■ Stated exercise 1 ■
What are the three kinds of exercises into which the LIBR 509 reflection divides the course?
■ Stated exercise 2 ■
How would you render this sentence from the LIBR 509 reflection in Spanish: "In the analyze exercises, we learn to critically analyze systems already in place."
■ Stated exercise 3 ■
Write out the stretch of the LIBR 509 reflection from "In the analyze" through "be so different.", substituting "classmates" for "students".

■ Page extract ■
* START *
Reflection for LIBR 509
The Journey
The course can be roughly divided into three sections
- Create exercises
- Analyze exercises
- System integration exercises
In the create exercises, we follow examples and create simple sub-systems in a small and manageable size.
In the analyze exercises, we learn to critically analyze systems already in place.
In the system integration exercises, we learn to understand how these subsystems work together. We are also tasked to create our very own integration
What works well
- It is a very refreshing and structural approach. My background is in technology and marketing, and I am no stranger to these systems. Rarely do I, however, would critically look at each of the component and understand how each of them work
- I also learn from many students in different disciplines and understand how information systems would be used in different context. It is very important as you start to understand why systems designed for different purpose and audience could be so different.
- There is no one single best system; each system has its own sets of trade-off and might not work for all incidences
- My background in marketing makes me to have certain tendency to favour view, impressions, potential match over and more selective result set. As marketers, it is a good thing to be exposed and offer an option as long as it is relevant. Relevancy can be addressed by search order and machine learning algorithms. In other settings, I have learned that such approach might have a negative impact on the user experience. It takes some adjustment and I really enjoy adding another dimension to my thought process.
What could be better
- As previously stated, as there is no single right answer, it is very important to understand the context of the works.
* END *
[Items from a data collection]
* START *
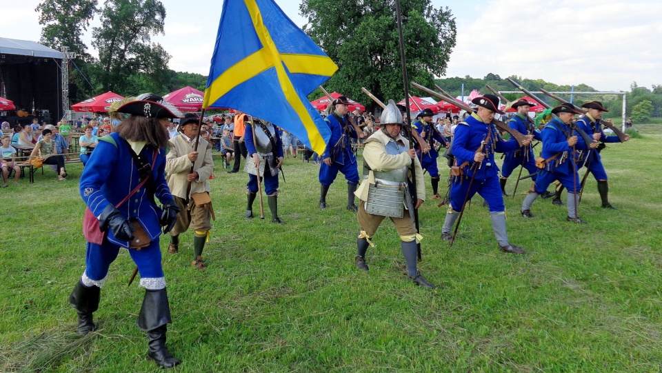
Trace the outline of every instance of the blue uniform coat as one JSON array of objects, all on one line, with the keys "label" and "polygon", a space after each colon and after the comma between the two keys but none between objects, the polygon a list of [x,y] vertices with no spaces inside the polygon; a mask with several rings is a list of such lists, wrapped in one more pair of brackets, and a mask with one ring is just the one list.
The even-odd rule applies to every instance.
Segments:
[{"label": "blue uniform coat", "polygon": [[[109,204],[115,205],[140,183],[140,175],[131,156],[128,143],[117,132],[110,134],[116,144],[99,141],[81,176],[80,193],[83,201],[95,216],[101,215]],[[103,139],[103,138],[102,138]],[[166,152],[145,146],[141,154],[148,159],[153,159],[158,152],[156,162],[152,165],[152,177],[156,189],[154,195],[161,203],[174,203],[170,189],[166,183]],[[146,192],[143,186],[129,200],[117,208],[125,218],[134,218],[142,225],[150,237],[154,240],[161,234],[161,209]],[[128,248],[129,243],[118,240],[108,232],[108,240],[116,245]]]}]

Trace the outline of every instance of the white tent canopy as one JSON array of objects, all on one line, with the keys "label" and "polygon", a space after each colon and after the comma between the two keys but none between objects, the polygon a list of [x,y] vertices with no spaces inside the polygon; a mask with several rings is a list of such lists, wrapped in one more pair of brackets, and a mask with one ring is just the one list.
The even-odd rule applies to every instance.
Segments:
[{"label": "white tent canopy", "polygon": [[62,59],[62,52],[36,41],[0,37],[0,54]]}]

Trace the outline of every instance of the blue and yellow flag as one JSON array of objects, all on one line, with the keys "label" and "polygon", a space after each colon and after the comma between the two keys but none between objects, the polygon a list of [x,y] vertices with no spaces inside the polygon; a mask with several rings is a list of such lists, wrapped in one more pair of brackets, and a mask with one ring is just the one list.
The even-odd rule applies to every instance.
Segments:
[{"label": "blue and yellow flag", "polygon": [[224,0],[203,107],[268,121],[321,154],[331,133],[306,96],[337,70],[272,0]]}]

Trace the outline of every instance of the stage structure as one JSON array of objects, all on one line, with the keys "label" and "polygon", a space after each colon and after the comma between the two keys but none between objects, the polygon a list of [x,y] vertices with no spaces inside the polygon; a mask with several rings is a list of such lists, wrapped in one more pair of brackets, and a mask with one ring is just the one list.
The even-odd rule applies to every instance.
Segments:
[{"label": "stage structure", "polygon": [[12,125],[32,123],[33,118],[54,123],[66,114],[69,103],[63,100],[63,90],[68,91],[69,85],[63,85],[62,70],[68,81],[64,57],[35,41],[0,37],[0,96],[13,101],[17,108],[0,113],[2,120]]}]

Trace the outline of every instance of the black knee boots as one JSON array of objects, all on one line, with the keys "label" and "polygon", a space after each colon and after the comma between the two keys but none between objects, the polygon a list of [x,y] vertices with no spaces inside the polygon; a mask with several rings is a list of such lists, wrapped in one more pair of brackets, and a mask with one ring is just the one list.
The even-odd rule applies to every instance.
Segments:
[{"label": "black knee boots", "polygon": [[143,306],[138,315],[138,328],[147,332],[149,351],[147,356],[161,367],[172,367],[181,363],[168,352],[166,334],[170,322],[170,308],[166,289],[145,290]]},{"label": "black knee boots", "polygon": [[78,314],[78,327],[76,331],[81,335],[87,334],[95,328],[92,314],[99,308],[101,291],[99,286],[88,288],[79,280],[69,295],[69,303],[76,309]]},{"label": "black knee boots", "polygon": [[326,194],[329,192],[329,187],[319,185],[319,208],[326,208]]}]

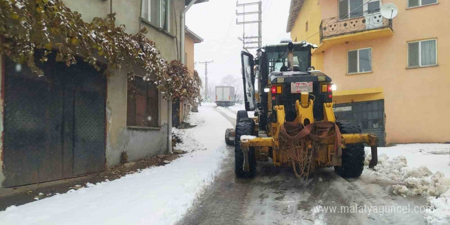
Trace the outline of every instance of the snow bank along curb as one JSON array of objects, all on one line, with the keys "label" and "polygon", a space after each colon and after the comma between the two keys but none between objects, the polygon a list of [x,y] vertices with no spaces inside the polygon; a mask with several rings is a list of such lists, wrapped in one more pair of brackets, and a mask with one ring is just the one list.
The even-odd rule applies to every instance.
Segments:
[{"label": "snow bank along curb", "polygon": [[0,212],[0,224],[174,223],[211,184],[226,155],[223,136],[211,130],[225,130],[231,124],[210,108],[202,107],[199,110],[200,112],[193,115],[193,119],[204,120],[203,123],[192,129],[174,130],[184,141],[176,148],[193,152],[164,166],[143,169],[111,182],[89,184],[87,188],[10,207]]},{"label": "snow bank along curb", "polygon": [[[372,155],[366,157],[368,166]],[[378,180],[392,181],[392,192],[401,195],[422,195],[426,198],[430,208],[423,216],[429,224],[450,224],[450,178],[437,171],[433,173],[426,167],[410,168],[406,158],[400,155],[390,159],[386,154],[378,156],[378,165],[370,174]]]}]

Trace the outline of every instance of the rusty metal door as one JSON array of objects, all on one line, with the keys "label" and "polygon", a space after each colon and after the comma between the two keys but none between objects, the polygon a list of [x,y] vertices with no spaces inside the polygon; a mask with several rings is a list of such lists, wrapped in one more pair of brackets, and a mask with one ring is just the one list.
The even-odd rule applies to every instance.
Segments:
[{"label": "rusty metal door", "polygon": [[62,178],[62,79],[49,70],[38,77],[5,59],[5,187]]},{"label": "rusty metal door", "polygon": [[105,79],[82,59],[69,68],[53,59],[38,77],[5,58],[5,187],[104,168]]},{"label": "rusty metal door", "polygon": [[[71,66],[72,67],[72,66]],[[77,64],[74,94],[74,175],[105,168],[106,80],[86,64]]]}]

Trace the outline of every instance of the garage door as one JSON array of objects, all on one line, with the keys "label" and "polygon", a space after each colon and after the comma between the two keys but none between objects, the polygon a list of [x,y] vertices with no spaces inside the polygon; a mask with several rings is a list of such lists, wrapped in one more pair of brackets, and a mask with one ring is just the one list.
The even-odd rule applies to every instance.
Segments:
[{"label": "garage door", "polygon": [[4,186],[103,170],[106,80],[78,61],[46,63],[38,77],[5,59]]},{"label": "garage door", "polygon": [[334,114],[340,119],[359,124],[363,133],[376,134],[379,146],[386,145],[384,100],[337,104]]}]

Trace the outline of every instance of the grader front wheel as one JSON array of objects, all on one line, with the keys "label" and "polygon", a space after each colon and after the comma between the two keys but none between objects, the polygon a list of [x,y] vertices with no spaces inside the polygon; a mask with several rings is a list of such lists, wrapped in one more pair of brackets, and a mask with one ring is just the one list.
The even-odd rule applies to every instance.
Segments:
[{"label": "grader front wheel", "polygon": [[234,149],[234,172],[238,177],[253,177],[256,174],[256,158],[255,157],[255,149],[250,148],[248,153],[249,171],[244,171],[244,152],[241,146],[241,136],[242,135],[252,135],[255,129],[255,122],[242,120],[236,124],[236,136],[235,137]]}]

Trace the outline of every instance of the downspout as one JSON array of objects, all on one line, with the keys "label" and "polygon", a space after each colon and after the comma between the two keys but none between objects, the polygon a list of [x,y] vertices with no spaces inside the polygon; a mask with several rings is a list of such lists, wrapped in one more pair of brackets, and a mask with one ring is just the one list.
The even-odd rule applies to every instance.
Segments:
[{"label": "downspout", "polygon": [[[192,6],[192,5],[195,3],[195,2],[197,2],[197,0],[192,0],[188,4],[188,6],[185,8],[184,10],[182,12],[180,15],[181,18],[181,22],[180,23],[181,33],[180,33],[180,51],[179,56],[179,61],[183,64],[186,63],[186,59],[185,59],[185,32],[186,32],[185,16],[186,14],[186,12],[189,10],[189,8],[191,8],[191,6]],[[168,127],[167,127],[167,151],[170,154],[172,152],[172,100],[170,98],[167,100],[167,120],[168,121],[167,123],[167,125],[168,126]]]},{"label": "downspout", "polygon": [[[186,6],[185,8],[185,10],[181,12],[181,15],[179,17],[181,18],[181,22],[180,23],[180,27],[181,28],[181,32],[180,32],[180,46],[179,46],[179,61],[183,64],[186,64],[186,59],[185,58],[185,32],[186,32],[186,12],[189,10],[189,8],[191,8],[191,6],[192,6],[192,5],[195,3],[197,2],[197,0],[191,0],[191,2],[188,4],[188,6]],[[207,2],[207,1],[206,1]]]}]

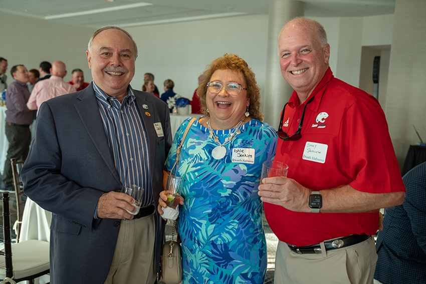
* END *
■ Task solution 1 ■
- Create exercises
- Analyze exercises
- System integration exercises

■ Task solution 2 ■
En los ejercicios de análisis, aprendemos a analizar críticamente los sistemas ya existentes.

■ Task solution 3 ■
In the analyze exercises, we learn to critically analyze systems already in place.
In the system integration exercises, we learn to understand how these subsystems work together. We are also tasked to create our very own integration
What works well
- It is a very refreshing and structural approach. My background is in technology and marketing, and I am no stranger to these systems. Rarely do I, however, would critically look at each of the component and understand how each of them work
- I also learn from many classmates in different disciplines and understand how information systems would be used in different context. It is very important as you start to understand why systems designed for different purpose and audience could be so different.